>> start

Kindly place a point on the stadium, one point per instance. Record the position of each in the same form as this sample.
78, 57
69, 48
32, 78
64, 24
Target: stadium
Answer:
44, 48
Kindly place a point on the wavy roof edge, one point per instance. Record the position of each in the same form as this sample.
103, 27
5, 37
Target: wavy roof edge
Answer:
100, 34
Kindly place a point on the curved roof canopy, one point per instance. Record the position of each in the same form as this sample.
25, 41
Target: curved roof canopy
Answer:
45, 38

>> end

Print each of the records above again, reproducing every line word for word and in the same order.

EXERCISE RESPONSE:
Kindly place a point on the stadium, one point per instance. Record the position of each in the same form as this sample.
78, 57
69, 48
32, 78
64, 24
Target: stadium
Answer:
44, 48
Kindly place a point on the wavy roof edge, one point per instance. Record the position of each in the same form as this sample.
103, 27
5, 37
Target: wavy roof edge
Answer:
100, 34
Kindly place a point on the curved roof canopy, one point per instance. Record the position of each in the same form as this sample.
25, 41
Target: curved roof canopy
Answer:
45, 38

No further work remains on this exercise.